Exercice court a
Résumez en deux phrases la page consacrée aux sanctions et au droit international.

Page
────────────────────

Des sanctions aux mépris du droit international

Redigé par Tite Gatabazi
Le 26 février 2025 à 03:25

L’application du droit international se trouve aujourd’hui confrontée à une dissonance flagrante entre les principes fondamentaux qui le régissent et les pratiques arbitraires qui en découlent.

Un paradoxe juridique se dessine, où les États qui revendiquent la légitimité des sanctions en sont paradoxalement les principaux violateurs, et où l’impunité devient la récompense ultime des entorses répétées à l’ordre juridique international.

Le cas de la République Démocratique du Congo (RDC) illustre de manière probante cette inversion des valeurs et cette instrumentalisation du droit à des fins politiques. Le président Félix Tshisekedi, en refusant ostensiblement d’adopter une approche inclusive de résolution des crises récurrentes qui secouent son pays, viole non seulement les engagements pris dans le cadre du processus de Nairobi et de Luanda, mais torpille également les mécanismes de règlement pacifique des différends consacrés par le droit international.

────────────────────

Données fournies

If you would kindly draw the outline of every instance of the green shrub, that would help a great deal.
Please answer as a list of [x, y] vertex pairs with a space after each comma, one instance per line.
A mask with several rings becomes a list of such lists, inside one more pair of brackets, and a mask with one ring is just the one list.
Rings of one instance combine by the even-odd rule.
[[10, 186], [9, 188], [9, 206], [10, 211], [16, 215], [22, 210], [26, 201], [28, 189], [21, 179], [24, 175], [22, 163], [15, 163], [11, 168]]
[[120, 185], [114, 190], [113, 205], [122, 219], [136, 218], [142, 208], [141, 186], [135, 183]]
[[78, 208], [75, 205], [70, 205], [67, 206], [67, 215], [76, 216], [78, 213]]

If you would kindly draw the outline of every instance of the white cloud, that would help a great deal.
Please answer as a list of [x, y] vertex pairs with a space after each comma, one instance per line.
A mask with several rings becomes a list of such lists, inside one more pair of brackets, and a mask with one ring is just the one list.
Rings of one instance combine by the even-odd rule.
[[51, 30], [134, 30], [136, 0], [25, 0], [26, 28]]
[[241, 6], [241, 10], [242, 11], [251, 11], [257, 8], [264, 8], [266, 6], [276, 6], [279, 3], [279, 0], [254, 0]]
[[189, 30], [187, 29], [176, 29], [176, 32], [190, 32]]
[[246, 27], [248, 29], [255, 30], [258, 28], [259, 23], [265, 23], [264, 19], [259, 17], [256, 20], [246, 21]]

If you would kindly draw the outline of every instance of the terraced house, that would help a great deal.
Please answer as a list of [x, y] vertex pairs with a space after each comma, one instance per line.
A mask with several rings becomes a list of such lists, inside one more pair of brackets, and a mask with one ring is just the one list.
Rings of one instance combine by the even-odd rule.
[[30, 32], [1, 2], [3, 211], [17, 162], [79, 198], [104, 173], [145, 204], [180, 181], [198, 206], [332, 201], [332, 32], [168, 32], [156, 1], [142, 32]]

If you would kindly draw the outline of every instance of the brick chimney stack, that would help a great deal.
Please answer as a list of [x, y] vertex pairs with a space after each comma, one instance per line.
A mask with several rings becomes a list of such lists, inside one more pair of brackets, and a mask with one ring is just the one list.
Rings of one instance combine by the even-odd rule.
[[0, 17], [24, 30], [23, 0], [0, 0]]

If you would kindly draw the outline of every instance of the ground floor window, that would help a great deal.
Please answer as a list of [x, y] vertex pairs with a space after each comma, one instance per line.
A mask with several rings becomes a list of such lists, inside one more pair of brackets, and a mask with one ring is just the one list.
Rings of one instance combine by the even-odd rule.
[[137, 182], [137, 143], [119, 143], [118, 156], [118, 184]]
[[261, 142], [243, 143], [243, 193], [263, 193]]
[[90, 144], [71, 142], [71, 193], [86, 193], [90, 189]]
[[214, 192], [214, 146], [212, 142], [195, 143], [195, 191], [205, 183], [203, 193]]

────────────────────

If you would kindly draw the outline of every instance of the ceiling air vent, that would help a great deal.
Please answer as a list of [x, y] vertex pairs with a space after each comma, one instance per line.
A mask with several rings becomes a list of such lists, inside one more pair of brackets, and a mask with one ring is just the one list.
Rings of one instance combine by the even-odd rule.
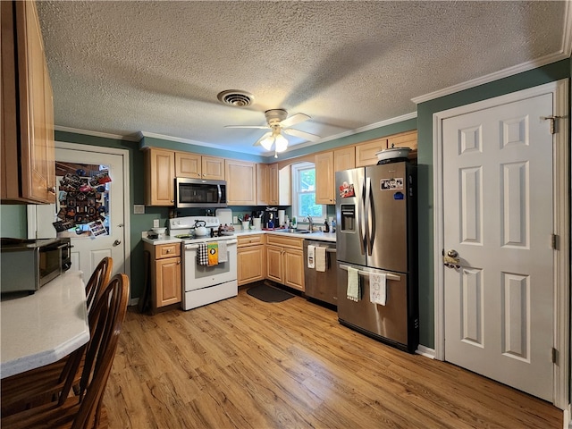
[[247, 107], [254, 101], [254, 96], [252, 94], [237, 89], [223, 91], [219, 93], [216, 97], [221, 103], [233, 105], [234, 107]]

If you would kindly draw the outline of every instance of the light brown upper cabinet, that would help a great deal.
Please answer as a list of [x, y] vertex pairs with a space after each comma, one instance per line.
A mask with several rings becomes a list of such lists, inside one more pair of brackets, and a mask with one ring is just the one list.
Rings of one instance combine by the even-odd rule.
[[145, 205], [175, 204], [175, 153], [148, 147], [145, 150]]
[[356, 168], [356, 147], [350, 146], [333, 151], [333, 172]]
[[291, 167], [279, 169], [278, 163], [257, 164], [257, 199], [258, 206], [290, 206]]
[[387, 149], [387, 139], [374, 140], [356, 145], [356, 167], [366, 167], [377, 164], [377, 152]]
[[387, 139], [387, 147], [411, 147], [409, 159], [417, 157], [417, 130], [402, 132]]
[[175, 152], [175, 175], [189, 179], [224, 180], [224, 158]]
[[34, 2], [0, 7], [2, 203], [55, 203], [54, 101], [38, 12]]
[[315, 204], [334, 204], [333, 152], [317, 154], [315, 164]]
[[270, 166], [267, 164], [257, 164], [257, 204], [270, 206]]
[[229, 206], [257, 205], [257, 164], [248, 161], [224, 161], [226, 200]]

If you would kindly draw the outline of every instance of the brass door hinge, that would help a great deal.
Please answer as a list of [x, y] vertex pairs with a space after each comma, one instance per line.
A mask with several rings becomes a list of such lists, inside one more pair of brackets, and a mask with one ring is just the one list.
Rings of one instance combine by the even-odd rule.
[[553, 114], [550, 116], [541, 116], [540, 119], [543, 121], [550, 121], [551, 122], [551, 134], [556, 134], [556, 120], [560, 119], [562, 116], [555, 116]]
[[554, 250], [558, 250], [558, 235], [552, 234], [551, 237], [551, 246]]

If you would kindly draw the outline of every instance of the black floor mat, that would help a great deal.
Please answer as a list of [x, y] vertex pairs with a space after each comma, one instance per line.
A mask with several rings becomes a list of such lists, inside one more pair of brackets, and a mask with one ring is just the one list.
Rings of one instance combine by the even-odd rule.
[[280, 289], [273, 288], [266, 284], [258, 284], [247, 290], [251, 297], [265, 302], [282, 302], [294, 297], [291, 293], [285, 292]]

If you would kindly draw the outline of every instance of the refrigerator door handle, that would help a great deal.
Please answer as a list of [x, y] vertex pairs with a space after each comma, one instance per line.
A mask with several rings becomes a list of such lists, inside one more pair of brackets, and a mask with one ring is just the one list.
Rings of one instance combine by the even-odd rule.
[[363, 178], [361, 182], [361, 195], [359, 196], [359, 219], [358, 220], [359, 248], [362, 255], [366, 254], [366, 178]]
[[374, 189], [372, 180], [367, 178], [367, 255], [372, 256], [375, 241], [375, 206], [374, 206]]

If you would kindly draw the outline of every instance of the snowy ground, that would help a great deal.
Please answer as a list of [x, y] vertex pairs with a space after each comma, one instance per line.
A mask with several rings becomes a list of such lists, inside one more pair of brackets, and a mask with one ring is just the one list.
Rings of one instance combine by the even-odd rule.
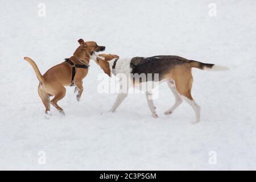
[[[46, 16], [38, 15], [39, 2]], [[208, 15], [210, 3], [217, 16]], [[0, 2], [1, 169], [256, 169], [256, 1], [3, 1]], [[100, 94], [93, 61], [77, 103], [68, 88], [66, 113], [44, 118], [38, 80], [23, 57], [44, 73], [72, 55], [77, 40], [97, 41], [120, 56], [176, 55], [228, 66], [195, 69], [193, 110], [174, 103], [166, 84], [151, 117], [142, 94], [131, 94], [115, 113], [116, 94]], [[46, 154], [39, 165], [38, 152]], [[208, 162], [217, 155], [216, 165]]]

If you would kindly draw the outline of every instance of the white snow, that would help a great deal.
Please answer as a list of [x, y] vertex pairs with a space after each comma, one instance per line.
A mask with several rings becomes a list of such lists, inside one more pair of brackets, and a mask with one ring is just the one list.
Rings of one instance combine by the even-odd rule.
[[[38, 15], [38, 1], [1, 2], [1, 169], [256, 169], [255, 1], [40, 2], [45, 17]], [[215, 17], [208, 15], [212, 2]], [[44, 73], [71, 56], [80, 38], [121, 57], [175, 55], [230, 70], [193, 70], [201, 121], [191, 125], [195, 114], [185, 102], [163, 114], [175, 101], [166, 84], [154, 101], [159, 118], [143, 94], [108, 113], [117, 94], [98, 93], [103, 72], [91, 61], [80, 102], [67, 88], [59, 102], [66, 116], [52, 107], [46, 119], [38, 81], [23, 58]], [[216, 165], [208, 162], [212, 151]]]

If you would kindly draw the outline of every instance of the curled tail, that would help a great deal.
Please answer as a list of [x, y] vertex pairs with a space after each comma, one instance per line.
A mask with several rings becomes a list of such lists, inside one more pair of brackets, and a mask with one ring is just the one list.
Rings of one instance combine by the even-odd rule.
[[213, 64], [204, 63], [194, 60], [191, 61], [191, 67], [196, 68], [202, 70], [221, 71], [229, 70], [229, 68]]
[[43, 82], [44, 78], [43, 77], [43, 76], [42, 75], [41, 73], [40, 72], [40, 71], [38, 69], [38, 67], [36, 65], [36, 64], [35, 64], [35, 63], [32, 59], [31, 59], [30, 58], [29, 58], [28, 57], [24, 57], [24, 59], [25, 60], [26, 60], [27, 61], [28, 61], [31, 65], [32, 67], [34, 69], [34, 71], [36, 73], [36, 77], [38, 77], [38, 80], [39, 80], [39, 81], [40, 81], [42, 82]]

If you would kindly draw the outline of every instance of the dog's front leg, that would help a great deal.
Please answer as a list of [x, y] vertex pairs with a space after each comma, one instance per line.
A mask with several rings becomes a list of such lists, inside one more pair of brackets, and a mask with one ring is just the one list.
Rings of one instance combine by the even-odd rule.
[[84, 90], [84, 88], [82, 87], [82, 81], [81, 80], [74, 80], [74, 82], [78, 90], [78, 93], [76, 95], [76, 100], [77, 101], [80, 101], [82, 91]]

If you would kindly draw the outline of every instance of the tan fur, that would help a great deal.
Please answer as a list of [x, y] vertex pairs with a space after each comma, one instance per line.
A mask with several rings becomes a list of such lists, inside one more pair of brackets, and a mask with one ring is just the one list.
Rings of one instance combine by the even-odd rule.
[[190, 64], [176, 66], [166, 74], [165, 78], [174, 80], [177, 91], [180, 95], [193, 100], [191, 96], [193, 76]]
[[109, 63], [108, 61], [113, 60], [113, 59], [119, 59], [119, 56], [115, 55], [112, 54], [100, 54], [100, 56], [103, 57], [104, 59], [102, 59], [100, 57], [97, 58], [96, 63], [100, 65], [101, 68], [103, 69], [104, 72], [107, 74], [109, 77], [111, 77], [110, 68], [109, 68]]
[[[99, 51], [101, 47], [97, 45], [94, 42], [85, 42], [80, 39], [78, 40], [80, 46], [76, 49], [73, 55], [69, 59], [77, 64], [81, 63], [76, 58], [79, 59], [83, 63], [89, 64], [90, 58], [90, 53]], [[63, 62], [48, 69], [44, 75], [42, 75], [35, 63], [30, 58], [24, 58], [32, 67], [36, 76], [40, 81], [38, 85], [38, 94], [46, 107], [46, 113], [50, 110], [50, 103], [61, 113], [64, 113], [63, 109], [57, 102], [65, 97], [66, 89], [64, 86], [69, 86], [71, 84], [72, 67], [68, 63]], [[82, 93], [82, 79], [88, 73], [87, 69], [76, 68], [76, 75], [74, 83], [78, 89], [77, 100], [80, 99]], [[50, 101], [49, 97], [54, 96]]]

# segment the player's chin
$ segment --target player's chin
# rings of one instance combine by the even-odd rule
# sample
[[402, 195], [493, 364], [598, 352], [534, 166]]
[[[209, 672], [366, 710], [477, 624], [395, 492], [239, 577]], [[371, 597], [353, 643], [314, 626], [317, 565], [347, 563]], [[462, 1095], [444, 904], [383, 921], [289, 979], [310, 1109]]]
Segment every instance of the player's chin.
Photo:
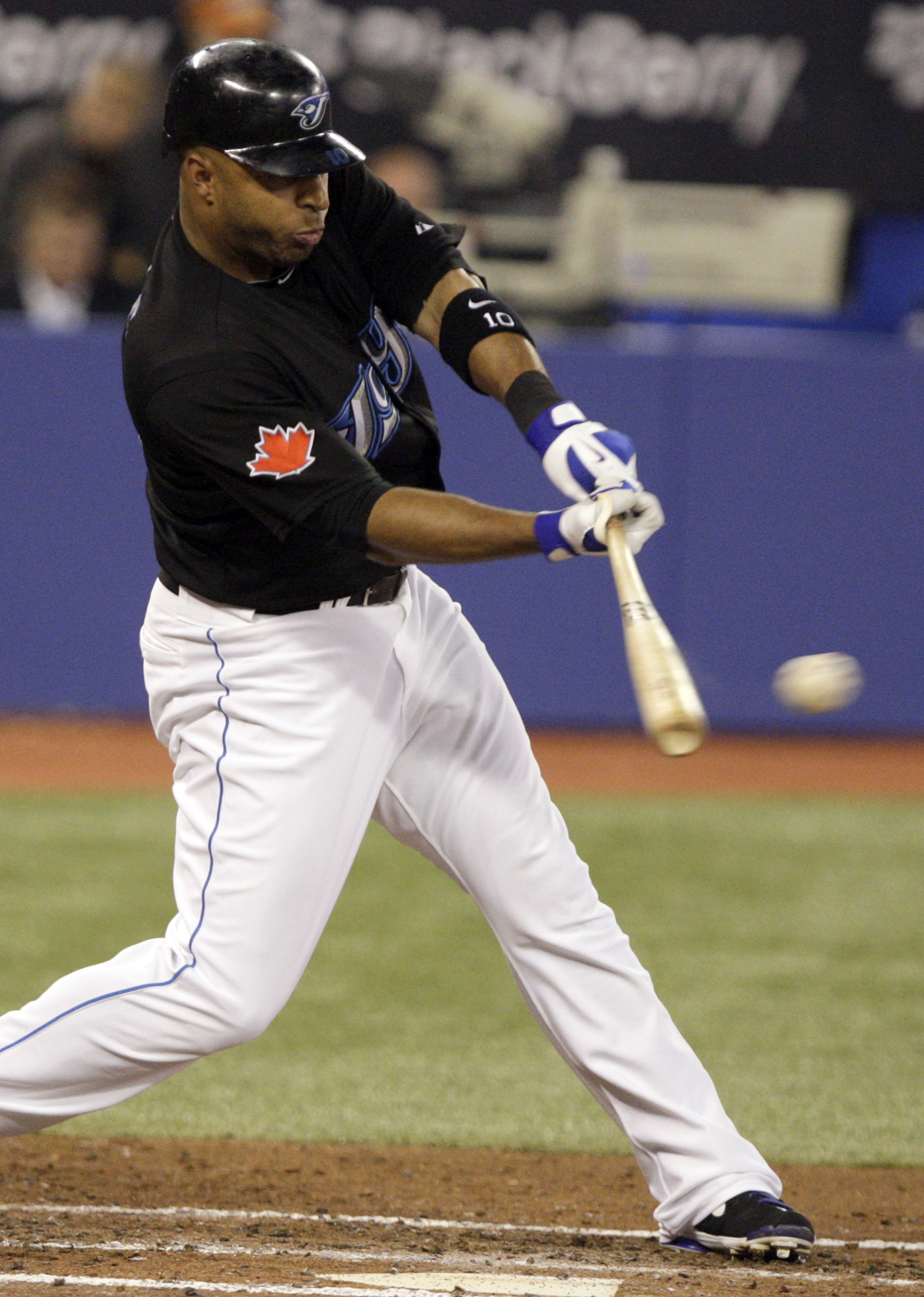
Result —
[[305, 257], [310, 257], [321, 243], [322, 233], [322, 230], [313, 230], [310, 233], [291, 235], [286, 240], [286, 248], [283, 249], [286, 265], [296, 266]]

────────────────────

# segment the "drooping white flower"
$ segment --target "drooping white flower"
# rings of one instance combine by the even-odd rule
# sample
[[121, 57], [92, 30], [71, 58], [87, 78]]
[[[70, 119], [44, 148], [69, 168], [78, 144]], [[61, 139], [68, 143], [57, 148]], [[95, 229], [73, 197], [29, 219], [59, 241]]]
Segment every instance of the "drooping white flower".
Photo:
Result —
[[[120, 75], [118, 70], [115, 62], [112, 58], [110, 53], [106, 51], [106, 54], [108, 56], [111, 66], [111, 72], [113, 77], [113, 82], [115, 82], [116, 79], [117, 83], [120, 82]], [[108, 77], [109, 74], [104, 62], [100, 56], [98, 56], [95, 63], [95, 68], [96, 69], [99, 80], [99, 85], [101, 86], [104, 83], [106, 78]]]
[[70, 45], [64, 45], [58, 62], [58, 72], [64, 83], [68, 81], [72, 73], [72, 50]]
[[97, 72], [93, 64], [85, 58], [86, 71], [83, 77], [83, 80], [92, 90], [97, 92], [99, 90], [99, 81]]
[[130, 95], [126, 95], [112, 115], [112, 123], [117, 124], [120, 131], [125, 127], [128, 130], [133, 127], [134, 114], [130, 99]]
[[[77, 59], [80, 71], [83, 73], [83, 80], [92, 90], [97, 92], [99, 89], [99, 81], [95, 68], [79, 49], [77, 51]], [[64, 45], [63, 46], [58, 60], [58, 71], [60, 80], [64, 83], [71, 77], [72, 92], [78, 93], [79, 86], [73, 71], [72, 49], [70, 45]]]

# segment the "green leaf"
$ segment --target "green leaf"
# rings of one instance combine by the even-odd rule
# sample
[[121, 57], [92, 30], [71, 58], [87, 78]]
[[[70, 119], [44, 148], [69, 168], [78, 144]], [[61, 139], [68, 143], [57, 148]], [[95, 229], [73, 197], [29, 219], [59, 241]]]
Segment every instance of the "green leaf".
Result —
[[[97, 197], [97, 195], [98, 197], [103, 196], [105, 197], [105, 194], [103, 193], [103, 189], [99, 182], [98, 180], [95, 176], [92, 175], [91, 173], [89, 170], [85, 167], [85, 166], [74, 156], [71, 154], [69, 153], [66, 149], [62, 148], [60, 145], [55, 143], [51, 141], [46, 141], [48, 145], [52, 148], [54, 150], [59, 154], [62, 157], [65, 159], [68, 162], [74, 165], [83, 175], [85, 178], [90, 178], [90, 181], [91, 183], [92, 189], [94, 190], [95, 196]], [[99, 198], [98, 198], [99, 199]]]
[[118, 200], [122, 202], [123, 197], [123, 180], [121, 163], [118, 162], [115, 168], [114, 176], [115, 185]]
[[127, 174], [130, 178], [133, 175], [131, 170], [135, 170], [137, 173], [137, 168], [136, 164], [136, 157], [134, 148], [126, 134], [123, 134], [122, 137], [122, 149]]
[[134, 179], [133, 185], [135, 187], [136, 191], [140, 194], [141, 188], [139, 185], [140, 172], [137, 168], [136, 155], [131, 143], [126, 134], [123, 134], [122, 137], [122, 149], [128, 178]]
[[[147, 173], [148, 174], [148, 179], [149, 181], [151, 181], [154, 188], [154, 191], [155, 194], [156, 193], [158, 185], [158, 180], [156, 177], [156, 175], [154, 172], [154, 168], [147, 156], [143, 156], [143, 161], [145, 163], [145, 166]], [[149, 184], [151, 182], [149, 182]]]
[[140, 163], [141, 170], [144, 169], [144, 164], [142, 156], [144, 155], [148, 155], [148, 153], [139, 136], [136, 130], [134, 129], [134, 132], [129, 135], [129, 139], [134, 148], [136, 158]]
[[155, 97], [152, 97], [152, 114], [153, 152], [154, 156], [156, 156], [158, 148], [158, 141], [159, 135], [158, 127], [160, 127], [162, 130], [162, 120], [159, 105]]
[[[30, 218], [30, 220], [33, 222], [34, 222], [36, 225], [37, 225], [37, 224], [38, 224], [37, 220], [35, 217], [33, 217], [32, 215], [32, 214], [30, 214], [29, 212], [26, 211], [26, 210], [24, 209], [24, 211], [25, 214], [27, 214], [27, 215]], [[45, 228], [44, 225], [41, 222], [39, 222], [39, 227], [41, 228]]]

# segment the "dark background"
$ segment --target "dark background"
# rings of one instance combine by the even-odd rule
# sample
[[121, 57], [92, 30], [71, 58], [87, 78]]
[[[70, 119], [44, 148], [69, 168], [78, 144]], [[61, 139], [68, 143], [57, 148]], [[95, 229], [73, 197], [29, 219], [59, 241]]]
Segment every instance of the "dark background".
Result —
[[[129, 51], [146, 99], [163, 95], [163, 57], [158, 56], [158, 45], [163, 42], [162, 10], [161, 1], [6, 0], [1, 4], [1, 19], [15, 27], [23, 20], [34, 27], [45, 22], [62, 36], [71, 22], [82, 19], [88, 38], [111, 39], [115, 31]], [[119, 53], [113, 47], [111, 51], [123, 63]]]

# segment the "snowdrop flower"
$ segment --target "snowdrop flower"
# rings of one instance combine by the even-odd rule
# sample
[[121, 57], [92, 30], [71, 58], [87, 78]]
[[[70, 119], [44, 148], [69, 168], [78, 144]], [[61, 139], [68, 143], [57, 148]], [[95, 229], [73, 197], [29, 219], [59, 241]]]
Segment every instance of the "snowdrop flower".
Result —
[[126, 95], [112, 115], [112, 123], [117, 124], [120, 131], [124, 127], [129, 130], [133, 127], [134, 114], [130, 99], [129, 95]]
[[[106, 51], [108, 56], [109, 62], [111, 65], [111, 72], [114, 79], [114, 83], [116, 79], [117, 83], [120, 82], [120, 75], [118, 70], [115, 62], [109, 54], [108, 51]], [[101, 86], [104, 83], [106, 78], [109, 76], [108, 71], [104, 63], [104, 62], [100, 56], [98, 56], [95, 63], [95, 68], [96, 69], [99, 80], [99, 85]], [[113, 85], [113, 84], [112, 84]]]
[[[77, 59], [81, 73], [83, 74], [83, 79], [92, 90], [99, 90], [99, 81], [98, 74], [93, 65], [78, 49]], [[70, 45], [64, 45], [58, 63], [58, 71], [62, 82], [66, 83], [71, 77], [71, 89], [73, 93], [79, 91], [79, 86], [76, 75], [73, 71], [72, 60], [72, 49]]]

────────────────────

Exercice court b
Reproduisez sans rien changer la partie des enregistrements qui s'ouvre sur la ligne contenant « cabinet, that would help a great deal. » et se ferme sur la ligne contenant « 164], [377, 152]] », ces deux lignes incluses.

Réponse rédigée a
La page dénonce un décalage flagrant entre les principes du droit international et des pratiques arbitraires : les États qui revendiquent la légitimité des sanctions en sont les principaux violateurs, et l'impunité récompense leurs entorses répétées. Elle prend l'exemple de la RDC, où le président Félix Tshisekedi, en refusant une approche inclusive de résolution des crises, viole les engagements pris dans le cadre des processus de Nairobi et de Luanda et torpille les mécanismes de règlement pacifique des différends.

Réponse rédigée b
If you would kindly draw the outline of every instance of the light brown upper cabinet, that would help a great deal.
Please answer as a list of [x, y] vertex pairs with a space after each comma, one instance per line.
A mask with several rings becomes a list of such lists, inside one more pair of brackets, and a mask with one ring is just the one list.
Rings of one instance combine by the even-odd rule.
[[145, 205], [175, 204], [175, 153], [148, 147], [145, 150]]
[[356, 168], [356, 147], [350, 146], [333, 151], [333, 172]]
[[291, 167], [279, 169], [278, 163], [257, 164], [257, 199], [258, 206], [290, 206]]
[[387, 149], [387, 139], [374, 140], [356, 145], [356, 167], [366, 167], [377, 164], [377, 152]]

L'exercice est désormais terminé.